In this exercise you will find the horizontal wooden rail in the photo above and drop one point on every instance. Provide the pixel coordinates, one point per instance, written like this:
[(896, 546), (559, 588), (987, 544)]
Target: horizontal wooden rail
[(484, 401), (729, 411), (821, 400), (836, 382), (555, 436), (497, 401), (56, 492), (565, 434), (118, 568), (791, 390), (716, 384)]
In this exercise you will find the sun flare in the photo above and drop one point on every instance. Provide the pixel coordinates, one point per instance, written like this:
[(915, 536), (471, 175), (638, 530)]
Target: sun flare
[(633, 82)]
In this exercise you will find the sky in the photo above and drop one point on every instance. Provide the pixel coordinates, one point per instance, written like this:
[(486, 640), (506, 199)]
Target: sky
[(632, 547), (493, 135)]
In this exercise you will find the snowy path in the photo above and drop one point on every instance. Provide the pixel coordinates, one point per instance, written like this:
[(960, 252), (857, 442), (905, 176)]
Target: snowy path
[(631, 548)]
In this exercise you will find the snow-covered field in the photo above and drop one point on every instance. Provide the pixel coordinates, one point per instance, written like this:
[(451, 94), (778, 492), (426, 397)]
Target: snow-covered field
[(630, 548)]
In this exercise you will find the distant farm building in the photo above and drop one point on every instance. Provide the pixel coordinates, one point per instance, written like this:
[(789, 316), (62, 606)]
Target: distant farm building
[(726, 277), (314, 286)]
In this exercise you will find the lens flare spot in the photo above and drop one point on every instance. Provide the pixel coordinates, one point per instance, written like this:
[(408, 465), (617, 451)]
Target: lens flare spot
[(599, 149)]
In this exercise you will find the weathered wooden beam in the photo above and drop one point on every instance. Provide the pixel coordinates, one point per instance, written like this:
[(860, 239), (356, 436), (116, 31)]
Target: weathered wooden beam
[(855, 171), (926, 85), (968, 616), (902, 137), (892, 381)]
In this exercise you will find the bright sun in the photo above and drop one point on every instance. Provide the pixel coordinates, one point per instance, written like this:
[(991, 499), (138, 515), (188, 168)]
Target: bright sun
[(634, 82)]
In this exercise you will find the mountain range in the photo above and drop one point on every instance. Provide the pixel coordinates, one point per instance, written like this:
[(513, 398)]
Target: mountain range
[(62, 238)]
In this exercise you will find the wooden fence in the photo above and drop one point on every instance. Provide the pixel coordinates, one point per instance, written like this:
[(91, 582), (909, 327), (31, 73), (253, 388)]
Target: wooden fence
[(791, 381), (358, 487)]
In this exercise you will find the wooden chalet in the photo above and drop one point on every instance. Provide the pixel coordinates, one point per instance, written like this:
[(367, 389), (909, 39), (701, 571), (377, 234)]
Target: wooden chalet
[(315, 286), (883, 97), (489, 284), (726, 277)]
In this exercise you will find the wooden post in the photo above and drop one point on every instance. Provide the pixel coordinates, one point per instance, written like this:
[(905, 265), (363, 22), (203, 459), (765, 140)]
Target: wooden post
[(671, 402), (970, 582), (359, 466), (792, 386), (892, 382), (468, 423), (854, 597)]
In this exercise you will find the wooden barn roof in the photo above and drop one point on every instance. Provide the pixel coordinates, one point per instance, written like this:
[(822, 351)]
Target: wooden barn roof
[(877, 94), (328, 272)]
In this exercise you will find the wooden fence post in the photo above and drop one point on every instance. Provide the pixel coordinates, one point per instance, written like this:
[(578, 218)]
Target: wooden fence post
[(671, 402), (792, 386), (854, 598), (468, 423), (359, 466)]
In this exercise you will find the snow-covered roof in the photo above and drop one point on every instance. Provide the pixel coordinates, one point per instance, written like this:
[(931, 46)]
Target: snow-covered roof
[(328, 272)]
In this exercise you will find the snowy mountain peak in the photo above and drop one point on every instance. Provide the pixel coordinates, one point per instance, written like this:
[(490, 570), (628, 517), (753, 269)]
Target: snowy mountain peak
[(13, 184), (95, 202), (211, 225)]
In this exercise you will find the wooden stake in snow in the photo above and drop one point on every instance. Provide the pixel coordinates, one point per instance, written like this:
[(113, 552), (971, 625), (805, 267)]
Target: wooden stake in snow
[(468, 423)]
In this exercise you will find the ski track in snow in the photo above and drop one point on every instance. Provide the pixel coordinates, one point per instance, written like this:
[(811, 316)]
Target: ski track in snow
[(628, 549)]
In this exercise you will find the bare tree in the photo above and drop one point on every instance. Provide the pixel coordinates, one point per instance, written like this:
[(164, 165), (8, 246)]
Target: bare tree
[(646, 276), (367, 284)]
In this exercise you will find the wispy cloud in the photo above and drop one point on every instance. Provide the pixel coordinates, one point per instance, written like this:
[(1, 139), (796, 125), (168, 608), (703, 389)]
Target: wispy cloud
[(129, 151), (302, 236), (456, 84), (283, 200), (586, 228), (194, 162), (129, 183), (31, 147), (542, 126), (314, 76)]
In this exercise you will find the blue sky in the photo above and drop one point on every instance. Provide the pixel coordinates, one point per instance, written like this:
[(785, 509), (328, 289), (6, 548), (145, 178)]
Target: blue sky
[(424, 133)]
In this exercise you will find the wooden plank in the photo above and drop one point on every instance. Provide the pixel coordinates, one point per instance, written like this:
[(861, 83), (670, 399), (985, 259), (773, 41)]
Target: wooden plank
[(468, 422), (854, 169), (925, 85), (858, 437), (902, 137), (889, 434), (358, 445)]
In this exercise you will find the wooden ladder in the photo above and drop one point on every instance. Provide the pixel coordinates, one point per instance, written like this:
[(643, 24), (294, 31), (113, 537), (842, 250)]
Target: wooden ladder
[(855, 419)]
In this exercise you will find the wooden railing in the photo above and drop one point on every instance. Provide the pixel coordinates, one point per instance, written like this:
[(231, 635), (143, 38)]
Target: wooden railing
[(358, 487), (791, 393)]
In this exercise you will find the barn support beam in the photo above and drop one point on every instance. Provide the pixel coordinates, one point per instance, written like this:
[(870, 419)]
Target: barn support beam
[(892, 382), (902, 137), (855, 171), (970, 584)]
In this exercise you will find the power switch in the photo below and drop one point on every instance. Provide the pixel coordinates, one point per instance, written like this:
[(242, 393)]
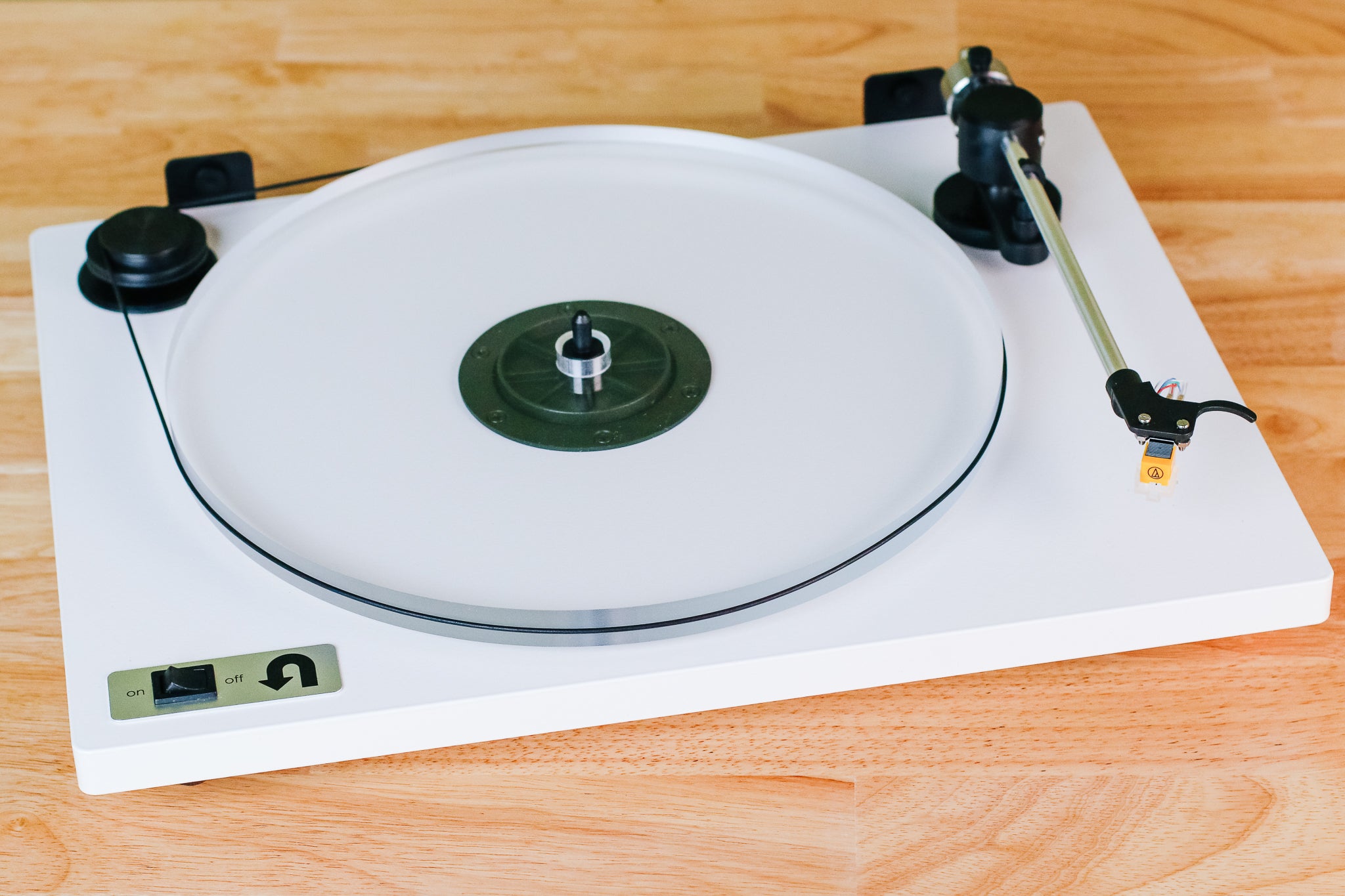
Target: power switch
[(177, 685)]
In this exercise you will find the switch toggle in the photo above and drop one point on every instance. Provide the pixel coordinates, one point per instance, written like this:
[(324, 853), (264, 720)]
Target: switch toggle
[(178, 685)]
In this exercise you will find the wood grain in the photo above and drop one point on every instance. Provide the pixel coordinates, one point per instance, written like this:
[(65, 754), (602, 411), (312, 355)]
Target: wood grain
[(1204, 769)]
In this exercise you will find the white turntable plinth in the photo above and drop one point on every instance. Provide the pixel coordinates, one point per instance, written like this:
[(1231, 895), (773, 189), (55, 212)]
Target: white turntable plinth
[(1048, 555)]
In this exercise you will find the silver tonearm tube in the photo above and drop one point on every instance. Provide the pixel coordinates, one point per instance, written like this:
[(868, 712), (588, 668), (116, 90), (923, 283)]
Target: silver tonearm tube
[(1059, 245)]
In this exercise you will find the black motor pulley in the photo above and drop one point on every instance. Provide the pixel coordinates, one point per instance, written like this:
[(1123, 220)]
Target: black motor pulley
[(155, 255)]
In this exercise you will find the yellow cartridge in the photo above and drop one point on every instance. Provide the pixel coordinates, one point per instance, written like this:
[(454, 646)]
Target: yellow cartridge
[(1156, 467)]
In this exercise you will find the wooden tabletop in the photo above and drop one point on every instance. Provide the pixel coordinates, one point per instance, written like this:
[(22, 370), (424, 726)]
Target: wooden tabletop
[(1215, 767)]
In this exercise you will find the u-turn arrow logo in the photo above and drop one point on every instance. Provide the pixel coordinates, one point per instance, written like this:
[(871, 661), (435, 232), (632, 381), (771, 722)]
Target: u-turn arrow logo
[(276, 677)]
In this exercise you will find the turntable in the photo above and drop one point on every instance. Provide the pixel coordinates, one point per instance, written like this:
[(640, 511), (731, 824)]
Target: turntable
[(583, 425)]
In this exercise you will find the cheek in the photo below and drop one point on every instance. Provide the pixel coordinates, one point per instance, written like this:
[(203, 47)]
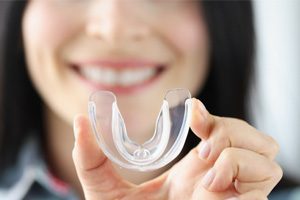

◆ ◆ ◆ ◆ ◆

### [Exercise goal]
Can you rewrite the stretch from the start of the entries through the line containing "[(599, 149)]", swapping "drop" for "place" and leaving everything else unchanged?

### [Written response]
In this exercise you will find the horizontal wooden rail in the photo above and place one point on every instance. Provide the pixel coordinates, one point per instance, written like this:
[(896, 546), (559, 588), (987, 544)]
Target: horizontal wooden rail
[(484, 401), (729, 411), (821, 400), (836, 382), (555, 436), (497, 401), (56, 492), (565, 434), (118, 568), (791, 390), (716, 384)]
In this exercise you will find the sun flare in the photo above and place one point on every instance. Provide the pixel coordinates, one point per instance, written like this:
[(915, 536), (471, 175), (638, 530)]
Target: sun flare
[(633, 82)]
In this exercise you will find the sky in the photo above and place one point on every instance. Provide the pixel coordinates, one point per instance, written like this:
[(486, 640), (506, 199)]
Target: sky
[(632, 547), (493, 135)]
In this exercise you will find the snowy path in the photo above and place one point on every instance. Provide the pixel coordinates, one point per instance, written like this:
[(960, 252), (857, 442), (905, 176)]
Target: snowy path
[(631, 548)]
In this exercise you will find the snow-covered field in the photo above and place one point on every instance. Provide the pixel coordinates, one point per instance, written like this:
[(451, 94), (778, 492), (426, 397)]
Target: snow-covered field
[(630, 548)]
In this exercise you will find the distant farm building in the photo above and place one point on every instance. Provide the pixel coordinates, one point per instance, written like this:
[(789, 316), (62, 606)]
Target: distant farm building
[(726, 277), (314, 286)]
In this exercise you will find the lens flare spot in the photo above and place one point on every instance. Provide the pixel coordinates, one point per instance, written like this:
[(408, 465), (617, 451)]
Target: lens flare spot
[(599, 149)]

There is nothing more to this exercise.